[Annotation dataset entries]

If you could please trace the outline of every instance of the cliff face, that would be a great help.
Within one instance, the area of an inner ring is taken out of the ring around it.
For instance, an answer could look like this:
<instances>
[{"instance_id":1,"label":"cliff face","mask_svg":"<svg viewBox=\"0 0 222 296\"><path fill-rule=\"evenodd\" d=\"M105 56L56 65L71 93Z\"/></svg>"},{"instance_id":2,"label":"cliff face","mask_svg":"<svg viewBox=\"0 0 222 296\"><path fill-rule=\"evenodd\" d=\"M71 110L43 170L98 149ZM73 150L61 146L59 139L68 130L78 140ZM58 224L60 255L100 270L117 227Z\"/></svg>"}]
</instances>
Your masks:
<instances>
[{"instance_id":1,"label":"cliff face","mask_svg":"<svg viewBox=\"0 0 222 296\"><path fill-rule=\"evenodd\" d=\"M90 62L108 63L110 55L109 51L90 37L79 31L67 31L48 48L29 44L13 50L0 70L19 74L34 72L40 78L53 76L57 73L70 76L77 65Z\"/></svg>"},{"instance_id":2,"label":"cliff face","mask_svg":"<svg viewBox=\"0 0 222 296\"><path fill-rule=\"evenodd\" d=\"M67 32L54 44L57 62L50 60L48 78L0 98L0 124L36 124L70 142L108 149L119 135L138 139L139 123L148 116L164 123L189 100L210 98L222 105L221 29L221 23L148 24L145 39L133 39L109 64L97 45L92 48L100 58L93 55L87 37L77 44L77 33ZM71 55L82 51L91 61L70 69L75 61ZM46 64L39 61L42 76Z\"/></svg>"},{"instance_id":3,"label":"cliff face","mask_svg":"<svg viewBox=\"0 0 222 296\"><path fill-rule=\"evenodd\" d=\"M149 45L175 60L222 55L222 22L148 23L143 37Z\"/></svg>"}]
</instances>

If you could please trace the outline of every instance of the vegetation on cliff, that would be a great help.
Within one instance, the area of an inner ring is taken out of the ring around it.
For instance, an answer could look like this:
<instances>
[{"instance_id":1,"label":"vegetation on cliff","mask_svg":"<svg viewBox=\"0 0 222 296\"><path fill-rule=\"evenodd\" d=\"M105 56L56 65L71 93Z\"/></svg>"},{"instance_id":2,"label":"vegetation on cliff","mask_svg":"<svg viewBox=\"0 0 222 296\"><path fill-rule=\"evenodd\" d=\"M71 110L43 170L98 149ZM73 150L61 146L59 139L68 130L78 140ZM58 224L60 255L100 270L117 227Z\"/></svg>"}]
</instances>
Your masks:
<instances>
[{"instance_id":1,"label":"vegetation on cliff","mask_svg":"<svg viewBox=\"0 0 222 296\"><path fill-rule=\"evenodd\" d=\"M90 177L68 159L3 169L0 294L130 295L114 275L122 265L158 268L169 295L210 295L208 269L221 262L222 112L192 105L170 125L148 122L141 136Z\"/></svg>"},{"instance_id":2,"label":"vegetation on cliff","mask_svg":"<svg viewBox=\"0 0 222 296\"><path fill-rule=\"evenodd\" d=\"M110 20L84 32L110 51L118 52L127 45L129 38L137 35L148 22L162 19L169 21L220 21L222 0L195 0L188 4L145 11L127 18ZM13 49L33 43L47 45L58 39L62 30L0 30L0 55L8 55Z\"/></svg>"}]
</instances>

> _Short exercise_
Exactly reproduce every line found in the records.

> _Solution below_
If you could please trace the outline of every instance of the cliff face, that would be a great help.
Within one instance, the area of an inner ring is taken out of the ring around it.
For instance, an answer could look like this:
<instances>
[{"instance_id":1,"label":"cliff face","mask_svg":"<svg viewBox=\"0 0 222 296\"><path fill-rule=\"evenodd\" d=\"M105 56L56 65L71 93Z\"/></svg>"},{"instance_id":2,"label":"cliff face","mask_svg":"<svg viewBox=\"0 0 222 296\"><path fill-rule=\"evenodd\" d=\"M71 110L43 170L98 149ZM73 150L61 146L59 139L68 130L78 140ZM58 224L60 255L100 270L117 227Z\"/></svg>"}]
</instances>
Your masks:
<instances>
[{"instance_id":1,"label":"cliff face","mask_svg":"<svg viewBox=\"0 0 222 296\"><path fill-rule=\"evenodd\" d=\"M90 62L108 63L110 55L109 51L90 37L79 31L67 31L48 48L29 44L13 50L0 70L19 74L34 72L40 78L53 76L57 73L70 76L77 65Z\"/></svg>"},{"instance_id":2,"label":"cliff face","mask_svg":"<svg viewBox=\"0 0 222 296\"><path fill-rule=\"evenodd\" d=\"M67 32L54 44L57 62L50 60L48 78L0 98L0 124L36 124L70 142L108 149L119 135L138 139L139 123L148 116L164 123L189 100L210 98L222 105L221 29L221 23L148 24L145 39L133 39L109 64L97 45L92 48L100 58L93 55L87 37L77 44L77 33ZM71 55L82 51L91 61L70 69L75 61ZM46 64L39 61L42 76Z\"/></svg>"},{"instance_id":3,"label":"cliff face","mask_svg":"<svg viewBox=\"0 0 222 296\"><path fill-rule=\"evenodd\" d=\"M149 45L175 60L222 55L222 22L148 23L143 37Z\"/></svg>"}]
</instances>

If you could please trace the outline of every instance of the vegetation on cliff, that would be a great help.
Within one instance, the area of an inner ring is taken out of the ring around it.
For instance, an answer could look like this:
<instances>
[{"instance_id":1,"label":"vegetation on cliff","mask_svg":"<svg viewBox=\"0 0 222 296\"><path fill-rule=\"evenodd\" d=\"M105 56L56 65L71 93Z\"/></svg>"},{"instance_id":2,"label":"vegetation on cliff","mask_svg":"<svg viewBox=\"0 0 222 296\"><path fill-rule=\"evenodd\" d=\"M71 110L43 170L98 149ZM73 150L61 146L59 139L68 130L78 140ZM58 224L60 255L100 270L117 227Z\"/></svg>"}]
</instances>
Your masks:
<instances>
[{"instance_id":1,"label":"vegetation on cliff","mask_svg":"<svg viewBox=\"0 0 222 296\"><path fill-rule=\"evenodd\" d=\"M90 177L68 159L3 169L0 294L130 295L114 275L122 265L158 268L169 295L210 295L208 269L221 262L222 112L192 105L170 125L148 122L141 136Z\"/></svg>"},{"instance_id":2,"label":"vegetation on cliff","mask_svg":"<svg viewBox=\"0 0 222 296\"><path fill-rule=\"evenodd\" d=\"M110 20L84 32L110 51L118 52L127 45L129 38L137 35L148 22L162 19L169 21L220 21L222 0L195 0L188 4L145 11L127 18ZM13 49L33 43L47 45L58 39L62 30L0 30L0 55L8 55Z\"/></svg>"}]
</instances>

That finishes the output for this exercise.